WHAT THE TASK ASKS: Count up the lines below that hold "negative", then give that count by itself.

LISTED RECORDS:

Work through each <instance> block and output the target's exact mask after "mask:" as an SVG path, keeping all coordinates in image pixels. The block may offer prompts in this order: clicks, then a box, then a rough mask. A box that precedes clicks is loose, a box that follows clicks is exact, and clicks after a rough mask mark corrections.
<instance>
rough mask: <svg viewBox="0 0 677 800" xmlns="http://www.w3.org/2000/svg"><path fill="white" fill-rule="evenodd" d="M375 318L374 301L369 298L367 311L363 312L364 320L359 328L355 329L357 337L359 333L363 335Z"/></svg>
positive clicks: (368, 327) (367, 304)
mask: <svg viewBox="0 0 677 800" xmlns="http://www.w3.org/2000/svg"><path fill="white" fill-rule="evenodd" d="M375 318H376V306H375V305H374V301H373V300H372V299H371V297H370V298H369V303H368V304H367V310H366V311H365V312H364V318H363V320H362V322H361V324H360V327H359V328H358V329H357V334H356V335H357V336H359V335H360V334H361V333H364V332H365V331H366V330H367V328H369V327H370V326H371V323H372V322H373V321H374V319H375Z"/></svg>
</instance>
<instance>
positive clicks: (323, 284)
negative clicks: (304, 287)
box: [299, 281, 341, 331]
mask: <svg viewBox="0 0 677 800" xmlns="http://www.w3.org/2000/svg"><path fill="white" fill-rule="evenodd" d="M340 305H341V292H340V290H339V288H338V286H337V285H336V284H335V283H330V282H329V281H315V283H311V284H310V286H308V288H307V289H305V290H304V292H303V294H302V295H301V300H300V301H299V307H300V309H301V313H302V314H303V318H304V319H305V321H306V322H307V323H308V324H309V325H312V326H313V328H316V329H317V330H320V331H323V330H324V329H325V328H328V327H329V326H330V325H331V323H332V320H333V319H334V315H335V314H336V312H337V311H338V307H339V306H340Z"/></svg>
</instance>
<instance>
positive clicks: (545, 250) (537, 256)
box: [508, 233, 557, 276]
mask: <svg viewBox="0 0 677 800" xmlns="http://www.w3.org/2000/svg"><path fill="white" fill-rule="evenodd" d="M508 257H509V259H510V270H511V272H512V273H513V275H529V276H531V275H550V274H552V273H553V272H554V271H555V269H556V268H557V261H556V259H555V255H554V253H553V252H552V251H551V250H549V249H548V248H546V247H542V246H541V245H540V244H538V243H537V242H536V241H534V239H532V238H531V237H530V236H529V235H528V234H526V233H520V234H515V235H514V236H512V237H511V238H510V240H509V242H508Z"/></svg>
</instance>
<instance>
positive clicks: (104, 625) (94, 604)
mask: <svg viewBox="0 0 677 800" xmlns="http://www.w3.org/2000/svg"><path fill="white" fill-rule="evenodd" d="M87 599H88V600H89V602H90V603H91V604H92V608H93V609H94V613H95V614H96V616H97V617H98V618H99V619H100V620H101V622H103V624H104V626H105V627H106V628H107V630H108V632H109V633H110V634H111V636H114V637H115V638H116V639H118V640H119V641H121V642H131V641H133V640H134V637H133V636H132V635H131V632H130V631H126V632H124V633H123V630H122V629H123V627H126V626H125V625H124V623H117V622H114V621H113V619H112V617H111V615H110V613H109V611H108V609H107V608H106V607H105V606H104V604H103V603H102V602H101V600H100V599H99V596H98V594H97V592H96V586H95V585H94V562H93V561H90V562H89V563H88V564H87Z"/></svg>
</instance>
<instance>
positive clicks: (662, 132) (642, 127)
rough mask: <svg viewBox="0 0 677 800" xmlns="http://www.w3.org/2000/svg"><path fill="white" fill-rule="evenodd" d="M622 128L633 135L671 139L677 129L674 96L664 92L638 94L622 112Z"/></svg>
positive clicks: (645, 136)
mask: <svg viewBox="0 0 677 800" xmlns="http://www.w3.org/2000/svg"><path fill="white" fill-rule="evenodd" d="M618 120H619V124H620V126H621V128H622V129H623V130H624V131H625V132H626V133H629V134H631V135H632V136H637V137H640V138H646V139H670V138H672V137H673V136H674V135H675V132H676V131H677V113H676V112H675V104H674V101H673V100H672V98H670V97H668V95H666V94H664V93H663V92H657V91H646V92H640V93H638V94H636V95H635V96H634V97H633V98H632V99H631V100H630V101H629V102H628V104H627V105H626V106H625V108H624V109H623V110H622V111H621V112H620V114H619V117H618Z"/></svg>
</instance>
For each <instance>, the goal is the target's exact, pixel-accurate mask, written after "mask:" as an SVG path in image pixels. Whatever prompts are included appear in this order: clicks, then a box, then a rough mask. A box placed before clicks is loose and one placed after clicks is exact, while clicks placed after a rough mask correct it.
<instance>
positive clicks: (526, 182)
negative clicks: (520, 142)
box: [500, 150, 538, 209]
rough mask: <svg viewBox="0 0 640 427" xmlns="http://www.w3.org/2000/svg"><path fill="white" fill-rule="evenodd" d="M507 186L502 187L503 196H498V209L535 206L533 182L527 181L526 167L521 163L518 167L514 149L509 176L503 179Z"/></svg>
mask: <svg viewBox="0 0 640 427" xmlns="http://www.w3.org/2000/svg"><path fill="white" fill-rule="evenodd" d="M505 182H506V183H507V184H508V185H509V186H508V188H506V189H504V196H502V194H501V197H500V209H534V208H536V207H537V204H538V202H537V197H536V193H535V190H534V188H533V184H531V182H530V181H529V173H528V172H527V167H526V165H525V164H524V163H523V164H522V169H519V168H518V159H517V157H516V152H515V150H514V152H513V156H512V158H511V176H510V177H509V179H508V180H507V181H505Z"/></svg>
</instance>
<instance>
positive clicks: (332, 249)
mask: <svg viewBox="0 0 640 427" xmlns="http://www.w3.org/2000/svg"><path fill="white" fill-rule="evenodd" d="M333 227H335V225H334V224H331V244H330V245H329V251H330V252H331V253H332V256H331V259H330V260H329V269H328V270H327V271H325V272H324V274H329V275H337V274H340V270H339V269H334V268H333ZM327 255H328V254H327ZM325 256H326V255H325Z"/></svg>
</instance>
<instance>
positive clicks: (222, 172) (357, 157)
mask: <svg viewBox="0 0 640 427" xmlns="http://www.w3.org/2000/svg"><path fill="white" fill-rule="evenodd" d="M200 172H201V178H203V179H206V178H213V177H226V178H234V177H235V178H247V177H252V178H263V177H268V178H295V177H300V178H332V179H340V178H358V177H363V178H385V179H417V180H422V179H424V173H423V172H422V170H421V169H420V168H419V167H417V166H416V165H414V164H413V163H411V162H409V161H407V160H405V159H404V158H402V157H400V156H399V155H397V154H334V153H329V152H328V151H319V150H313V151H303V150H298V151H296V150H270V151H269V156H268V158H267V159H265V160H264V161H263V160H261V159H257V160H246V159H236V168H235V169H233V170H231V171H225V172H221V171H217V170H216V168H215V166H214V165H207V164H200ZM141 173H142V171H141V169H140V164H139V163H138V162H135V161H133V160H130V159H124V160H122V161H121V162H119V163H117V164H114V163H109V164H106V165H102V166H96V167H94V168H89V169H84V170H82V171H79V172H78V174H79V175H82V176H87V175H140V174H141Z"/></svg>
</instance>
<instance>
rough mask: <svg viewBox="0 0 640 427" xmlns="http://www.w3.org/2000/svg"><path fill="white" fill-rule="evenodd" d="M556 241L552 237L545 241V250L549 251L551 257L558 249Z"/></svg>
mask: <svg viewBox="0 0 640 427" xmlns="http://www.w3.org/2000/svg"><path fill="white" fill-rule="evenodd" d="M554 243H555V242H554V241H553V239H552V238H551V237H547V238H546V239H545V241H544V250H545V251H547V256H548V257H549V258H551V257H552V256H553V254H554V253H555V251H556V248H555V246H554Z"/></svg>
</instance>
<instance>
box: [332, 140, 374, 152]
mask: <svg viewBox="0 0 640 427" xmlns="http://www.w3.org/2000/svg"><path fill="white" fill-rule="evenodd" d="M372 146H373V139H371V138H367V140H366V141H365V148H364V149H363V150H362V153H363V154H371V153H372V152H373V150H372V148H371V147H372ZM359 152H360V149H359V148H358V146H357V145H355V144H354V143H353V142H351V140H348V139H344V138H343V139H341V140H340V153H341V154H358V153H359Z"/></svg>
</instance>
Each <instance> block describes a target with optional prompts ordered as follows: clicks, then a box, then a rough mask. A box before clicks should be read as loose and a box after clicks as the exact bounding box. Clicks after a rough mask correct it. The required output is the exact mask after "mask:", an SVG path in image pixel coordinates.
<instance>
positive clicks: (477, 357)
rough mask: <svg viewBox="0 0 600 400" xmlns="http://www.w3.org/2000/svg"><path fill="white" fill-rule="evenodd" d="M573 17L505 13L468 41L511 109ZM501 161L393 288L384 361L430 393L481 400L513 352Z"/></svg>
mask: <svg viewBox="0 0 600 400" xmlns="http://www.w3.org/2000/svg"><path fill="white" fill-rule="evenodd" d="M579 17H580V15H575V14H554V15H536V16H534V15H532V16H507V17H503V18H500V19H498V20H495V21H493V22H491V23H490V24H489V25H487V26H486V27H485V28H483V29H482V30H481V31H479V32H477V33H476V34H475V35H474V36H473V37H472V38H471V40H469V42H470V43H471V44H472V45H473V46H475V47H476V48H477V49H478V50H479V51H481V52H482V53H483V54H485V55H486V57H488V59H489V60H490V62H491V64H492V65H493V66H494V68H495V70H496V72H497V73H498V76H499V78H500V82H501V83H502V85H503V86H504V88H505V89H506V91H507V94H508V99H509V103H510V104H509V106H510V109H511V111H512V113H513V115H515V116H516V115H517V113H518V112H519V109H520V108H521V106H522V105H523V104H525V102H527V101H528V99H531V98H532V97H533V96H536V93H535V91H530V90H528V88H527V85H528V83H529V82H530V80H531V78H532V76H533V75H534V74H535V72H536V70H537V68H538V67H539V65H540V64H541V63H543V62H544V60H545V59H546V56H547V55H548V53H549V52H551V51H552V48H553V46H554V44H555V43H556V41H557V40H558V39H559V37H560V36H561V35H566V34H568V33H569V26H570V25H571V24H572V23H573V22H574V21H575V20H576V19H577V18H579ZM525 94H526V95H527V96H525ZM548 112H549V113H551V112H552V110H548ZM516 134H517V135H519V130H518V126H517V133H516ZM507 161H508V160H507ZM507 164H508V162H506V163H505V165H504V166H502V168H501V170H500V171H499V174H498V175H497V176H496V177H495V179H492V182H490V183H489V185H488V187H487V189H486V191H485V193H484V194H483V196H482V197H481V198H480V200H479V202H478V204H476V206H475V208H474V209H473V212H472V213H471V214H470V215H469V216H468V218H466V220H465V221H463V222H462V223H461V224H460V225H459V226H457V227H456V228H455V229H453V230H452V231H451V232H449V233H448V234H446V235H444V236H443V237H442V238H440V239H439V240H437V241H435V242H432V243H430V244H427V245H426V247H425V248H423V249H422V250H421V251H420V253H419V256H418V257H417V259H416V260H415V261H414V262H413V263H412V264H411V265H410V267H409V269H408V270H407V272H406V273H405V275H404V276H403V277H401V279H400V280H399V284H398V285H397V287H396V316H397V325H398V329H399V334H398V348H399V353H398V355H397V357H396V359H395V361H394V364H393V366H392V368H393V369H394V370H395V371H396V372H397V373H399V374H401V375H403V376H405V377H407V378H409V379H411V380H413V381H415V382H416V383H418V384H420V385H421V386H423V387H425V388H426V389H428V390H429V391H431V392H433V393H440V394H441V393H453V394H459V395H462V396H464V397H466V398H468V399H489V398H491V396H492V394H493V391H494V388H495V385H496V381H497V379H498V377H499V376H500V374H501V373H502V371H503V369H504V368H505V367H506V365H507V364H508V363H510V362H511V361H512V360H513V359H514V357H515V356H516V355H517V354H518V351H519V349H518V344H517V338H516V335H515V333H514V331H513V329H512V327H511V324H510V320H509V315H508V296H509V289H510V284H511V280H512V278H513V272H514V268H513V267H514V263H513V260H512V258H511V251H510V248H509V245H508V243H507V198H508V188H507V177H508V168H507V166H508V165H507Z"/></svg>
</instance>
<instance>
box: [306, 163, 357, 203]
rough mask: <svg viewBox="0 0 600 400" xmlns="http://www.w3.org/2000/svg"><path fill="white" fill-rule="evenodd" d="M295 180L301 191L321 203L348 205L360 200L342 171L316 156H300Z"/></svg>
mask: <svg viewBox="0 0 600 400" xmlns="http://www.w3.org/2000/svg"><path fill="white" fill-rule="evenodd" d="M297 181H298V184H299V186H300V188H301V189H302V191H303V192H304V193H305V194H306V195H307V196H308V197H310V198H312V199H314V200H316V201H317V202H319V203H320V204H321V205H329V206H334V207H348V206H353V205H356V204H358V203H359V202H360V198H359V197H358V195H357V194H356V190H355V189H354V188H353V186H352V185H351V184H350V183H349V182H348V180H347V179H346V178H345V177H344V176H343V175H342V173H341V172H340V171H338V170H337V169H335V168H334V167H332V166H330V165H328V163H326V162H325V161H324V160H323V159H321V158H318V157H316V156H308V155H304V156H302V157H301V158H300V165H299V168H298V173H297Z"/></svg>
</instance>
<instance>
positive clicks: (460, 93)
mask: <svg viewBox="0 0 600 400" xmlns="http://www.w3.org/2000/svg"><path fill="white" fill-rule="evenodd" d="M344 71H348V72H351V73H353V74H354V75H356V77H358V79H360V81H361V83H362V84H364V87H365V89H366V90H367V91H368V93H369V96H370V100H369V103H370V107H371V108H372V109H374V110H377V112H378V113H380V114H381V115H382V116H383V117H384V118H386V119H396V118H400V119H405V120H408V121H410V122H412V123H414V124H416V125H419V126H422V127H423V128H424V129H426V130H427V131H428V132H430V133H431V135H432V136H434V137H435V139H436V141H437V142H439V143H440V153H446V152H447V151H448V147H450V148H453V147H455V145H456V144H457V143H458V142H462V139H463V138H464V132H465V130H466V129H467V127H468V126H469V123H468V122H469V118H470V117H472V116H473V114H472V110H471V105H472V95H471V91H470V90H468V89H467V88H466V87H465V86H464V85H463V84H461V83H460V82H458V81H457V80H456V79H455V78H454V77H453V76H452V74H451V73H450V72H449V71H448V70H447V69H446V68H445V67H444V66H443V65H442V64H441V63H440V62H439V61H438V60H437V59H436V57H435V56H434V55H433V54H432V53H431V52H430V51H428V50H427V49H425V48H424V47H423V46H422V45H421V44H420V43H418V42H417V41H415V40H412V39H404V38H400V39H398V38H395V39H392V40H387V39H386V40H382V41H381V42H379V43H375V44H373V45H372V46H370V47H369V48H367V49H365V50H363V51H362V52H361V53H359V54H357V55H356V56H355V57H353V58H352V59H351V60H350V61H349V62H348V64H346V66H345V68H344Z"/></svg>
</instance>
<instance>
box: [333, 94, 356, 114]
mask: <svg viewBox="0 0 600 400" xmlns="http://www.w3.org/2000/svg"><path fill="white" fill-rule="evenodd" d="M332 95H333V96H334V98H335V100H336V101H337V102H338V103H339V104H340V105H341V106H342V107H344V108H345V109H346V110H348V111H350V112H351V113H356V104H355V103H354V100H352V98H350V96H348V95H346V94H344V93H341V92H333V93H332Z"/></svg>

ANSWER TO THE PROBLEM: 2